(WORK REQUIRED) Below are entries; output exactly the lines from the one with "173L90 405L128 481L305" to the one with "positive clicks: (636, 277)", both included, and nothing else.
═════ EXTRACTED ENTRIES
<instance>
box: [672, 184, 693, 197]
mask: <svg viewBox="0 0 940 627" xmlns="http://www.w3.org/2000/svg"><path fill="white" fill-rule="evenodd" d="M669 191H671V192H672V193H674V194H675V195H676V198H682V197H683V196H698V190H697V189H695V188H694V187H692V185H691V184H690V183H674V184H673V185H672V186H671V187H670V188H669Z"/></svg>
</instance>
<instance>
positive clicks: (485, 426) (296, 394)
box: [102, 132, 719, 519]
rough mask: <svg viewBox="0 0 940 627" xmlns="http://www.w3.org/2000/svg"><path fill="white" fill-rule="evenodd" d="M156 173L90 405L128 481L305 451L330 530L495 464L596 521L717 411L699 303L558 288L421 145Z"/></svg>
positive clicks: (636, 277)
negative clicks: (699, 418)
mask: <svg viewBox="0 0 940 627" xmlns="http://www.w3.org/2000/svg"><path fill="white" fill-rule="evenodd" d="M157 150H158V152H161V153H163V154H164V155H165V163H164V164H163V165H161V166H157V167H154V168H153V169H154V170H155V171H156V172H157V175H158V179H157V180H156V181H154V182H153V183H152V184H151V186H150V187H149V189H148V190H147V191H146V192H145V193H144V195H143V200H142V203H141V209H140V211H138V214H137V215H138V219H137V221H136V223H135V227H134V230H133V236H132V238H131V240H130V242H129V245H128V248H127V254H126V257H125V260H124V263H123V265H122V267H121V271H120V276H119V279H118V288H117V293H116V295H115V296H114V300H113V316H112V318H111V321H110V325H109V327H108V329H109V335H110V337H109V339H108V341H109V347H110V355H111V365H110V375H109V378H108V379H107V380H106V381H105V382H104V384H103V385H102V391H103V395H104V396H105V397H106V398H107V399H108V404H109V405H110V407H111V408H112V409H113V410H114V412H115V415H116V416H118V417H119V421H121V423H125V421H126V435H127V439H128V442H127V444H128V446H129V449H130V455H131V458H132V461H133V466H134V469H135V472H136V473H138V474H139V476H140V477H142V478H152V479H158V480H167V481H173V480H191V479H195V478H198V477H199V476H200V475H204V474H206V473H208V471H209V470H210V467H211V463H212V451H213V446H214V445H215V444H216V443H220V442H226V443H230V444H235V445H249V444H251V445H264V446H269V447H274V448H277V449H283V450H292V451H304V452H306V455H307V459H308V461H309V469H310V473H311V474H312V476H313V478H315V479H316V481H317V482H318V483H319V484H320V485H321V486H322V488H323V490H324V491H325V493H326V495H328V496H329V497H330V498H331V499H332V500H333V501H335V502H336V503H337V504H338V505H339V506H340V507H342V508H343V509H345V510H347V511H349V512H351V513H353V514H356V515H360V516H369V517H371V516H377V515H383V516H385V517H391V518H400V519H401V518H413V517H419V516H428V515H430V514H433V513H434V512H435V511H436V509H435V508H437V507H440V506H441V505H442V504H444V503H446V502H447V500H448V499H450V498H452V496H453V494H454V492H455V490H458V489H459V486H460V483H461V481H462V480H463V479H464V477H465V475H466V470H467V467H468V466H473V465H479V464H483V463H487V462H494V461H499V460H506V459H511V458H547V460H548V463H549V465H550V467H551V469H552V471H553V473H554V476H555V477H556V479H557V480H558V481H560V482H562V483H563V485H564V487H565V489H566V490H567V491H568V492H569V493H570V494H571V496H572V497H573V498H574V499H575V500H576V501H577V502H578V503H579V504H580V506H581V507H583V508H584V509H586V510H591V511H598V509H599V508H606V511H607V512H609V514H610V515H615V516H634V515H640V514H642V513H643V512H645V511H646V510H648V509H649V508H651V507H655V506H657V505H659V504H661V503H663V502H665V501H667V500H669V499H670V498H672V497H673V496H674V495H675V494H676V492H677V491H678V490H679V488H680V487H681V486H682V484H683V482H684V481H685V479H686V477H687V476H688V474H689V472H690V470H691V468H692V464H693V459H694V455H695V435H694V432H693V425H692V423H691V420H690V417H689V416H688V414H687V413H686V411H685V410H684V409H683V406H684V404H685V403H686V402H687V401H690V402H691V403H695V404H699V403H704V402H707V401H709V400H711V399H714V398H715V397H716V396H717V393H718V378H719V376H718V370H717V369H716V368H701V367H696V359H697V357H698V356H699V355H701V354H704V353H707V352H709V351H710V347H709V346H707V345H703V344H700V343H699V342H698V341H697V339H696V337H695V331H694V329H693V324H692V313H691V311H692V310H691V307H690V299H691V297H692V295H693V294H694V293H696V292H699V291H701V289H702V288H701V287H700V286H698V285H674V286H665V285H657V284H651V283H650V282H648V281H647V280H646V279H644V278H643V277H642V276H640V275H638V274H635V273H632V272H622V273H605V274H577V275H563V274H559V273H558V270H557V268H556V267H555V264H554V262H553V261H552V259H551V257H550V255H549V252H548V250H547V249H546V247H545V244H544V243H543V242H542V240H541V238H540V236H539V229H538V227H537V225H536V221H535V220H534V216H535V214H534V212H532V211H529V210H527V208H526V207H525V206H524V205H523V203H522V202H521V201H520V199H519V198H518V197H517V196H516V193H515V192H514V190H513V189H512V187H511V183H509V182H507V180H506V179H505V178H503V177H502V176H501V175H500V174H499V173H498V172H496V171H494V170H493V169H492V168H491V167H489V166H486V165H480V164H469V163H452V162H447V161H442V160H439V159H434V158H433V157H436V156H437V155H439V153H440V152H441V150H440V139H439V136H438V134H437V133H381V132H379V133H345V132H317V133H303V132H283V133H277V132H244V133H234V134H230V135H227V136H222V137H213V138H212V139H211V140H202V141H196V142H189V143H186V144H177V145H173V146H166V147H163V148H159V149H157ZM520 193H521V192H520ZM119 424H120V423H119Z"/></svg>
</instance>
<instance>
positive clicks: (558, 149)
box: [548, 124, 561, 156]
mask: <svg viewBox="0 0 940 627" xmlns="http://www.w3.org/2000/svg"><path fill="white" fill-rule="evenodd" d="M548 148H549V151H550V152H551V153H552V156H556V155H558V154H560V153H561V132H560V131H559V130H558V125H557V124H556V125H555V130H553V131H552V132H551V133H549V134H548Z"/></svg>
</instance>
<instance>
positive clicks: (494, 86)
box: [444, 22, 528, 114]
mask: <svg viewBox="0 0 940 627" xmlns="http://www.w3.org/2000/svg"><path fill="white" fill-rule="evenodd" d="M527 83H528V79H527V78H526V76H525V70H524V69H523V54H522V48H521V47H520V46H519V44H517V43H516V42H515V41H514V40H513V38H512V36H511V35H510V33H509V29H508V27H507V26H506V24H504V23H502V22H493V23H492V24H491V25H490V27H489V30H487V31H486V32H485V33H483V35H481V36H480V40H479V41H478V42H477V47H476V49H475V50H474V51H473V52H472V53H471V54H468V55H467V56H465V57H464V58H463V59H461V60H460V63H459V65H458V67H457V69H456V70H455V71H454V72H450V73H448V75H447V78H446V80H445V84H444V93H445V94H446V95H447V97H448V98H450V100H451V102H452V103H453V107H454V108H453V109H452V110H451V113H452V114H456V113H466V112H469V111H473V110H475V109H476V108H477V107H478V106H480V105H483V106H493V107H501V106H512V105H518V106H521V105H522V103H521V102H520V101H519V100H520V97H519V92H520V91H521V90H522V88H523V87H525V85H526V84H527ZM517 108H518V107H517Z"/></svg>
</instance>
══════════
═════ EXTRACTED ENTRIES
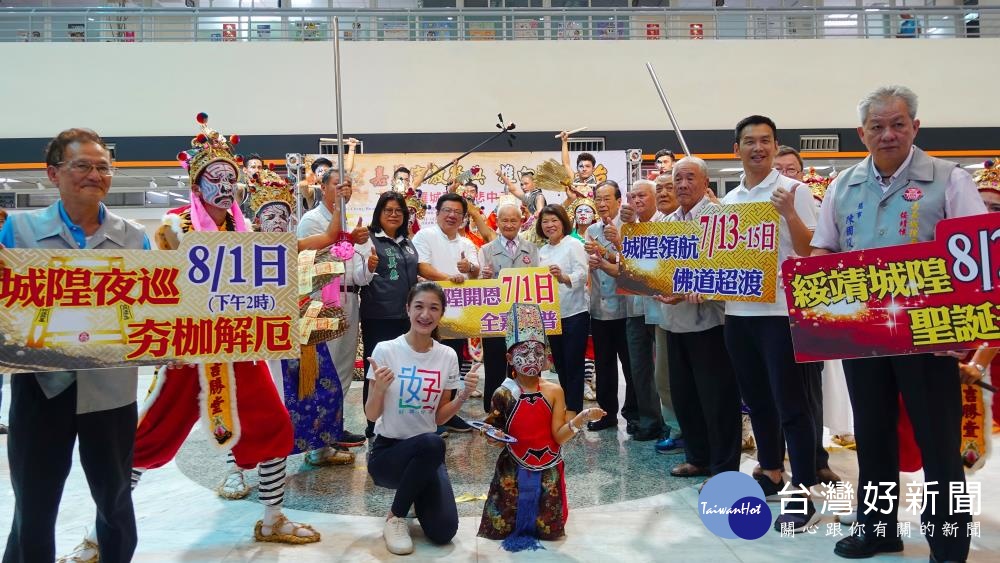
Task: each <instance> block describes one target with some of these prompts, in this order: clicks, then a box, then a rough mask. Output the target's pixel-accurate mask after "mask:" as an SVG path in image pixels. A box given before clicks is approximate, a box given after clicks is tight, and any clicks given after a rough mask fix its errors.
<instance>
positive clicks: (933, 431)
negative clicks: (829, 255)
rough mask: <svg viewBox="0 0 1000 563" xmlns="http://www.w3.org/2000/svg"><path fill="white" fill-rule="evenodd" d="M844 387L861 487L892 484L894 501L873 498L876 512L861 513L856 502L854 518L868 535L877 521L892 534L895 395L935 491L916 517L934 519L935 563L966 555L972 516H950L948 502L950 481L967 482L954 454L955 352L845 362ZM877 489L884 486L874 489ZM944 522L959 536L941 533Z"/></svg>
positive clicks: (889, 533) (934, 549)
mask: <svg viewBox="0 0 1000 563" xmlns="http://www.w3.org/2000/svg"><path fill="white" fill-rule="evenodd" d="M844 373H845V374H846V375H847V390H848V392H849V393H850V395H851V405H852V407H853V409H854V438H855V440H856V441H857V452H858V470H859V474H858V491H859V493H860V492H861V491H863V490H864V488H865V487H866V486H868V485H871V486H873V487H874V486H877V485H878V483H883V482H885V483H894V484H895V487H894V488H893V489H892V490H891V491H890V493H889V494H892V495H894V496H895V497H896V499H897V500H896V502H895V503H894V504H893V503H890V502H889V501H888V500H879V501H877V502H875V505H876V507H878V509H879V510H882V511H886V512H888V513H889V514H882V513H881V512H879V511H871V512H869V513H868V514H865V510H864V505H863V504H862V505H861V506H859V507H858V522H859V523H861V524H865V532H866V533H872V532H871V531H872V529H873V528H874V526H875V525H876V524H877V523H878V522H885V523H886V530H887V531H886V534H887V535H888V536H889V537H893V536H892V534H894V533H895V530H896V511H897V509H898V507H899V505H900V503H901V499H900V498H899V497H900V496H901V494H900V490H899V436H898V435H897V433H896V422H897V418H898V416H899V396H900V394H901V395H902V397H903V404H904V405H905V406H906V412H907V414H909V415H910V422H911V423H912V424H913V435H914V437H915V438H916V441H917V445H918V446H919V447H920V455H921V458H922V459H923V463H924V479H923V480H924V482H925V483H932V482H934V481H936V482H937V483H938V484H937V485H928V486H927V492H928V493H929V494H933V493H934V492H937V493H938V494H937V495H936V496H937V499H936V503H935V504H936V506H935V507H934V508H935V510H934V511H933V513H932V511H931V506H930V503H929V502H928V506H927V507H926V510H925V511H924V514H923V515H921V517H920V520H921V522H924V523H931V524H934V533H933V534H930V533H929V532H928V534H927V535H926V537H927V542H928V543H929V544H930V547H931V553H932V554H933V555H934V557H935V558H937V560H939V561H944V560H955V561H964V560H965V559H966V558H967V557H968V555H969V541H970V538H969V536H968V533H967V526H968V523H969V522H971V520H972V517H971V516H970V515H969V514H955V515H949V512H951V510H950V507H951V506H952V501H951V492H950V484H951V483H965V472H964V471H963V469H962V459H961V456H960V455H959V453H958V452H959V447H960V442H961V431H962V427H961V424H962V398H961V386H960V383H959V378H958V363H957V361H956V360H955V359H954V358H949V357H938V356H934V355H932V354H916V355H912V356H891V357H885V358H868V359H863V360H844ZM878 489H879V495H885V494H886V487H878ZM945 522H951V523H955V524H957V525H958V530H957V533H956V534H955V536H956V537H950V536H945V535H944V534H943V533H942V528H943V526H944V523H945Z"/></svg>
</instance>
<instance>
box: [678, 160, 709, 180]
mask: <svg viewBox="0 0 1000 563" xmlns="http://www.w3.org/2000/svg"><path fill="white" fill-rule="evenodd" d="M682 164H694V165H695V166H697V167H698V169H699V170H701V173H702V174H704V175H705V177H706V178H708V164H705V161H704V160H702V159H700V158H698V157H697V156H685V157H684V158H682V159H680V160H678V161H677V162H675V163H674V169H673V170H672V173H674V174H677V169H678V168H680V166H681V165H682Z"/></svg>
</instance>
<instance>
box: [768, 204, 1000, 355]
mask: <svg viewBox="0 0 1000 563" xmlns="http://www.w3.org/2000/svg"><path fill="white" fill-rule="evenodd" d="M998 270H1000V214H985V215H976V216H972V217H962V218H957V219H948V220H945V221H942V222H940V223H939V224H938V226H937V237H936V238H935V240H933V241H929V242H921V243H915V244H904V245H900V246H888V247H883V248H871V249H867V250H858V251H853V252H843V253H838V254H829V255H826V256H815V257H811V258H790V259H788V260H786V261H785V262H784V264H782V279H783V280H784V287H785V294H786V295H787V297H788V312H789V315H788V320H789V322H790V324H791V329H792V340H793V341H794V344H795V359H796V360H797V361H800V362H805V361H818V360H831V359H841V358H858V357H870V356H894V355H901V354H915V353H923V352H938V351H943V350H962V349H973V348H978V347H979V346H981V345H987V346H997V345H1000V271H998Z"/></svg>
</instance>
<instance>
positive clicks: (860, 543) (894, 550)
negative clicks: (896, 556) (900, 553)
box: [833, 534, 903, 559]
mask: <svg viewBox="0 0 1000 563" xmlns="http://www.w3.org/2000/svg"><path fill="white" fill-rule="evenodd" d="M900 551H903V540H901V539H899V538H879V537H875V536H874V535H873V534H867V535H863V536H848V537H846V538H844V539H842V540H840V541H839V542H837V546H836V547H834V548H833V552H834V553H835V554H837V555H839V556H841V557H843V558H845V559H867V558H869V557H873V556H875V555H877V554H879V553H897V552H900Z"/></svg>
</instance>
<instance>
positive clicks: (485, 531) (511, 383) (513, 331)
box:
══════════
(RESPONSE FOR THIS EXERCISE)
rough mask: <svg viewBox="0 0 940 627" xmlns="http://www.w3.org/2000/svg"><path fill="white" fill-rule="evenodd" d="M156 173L90 405L128 481L305 451L330 530L495 464L596 521L717 411L699 303L558 288L421 145Z"/></svg>
positive clicks: (636, 277)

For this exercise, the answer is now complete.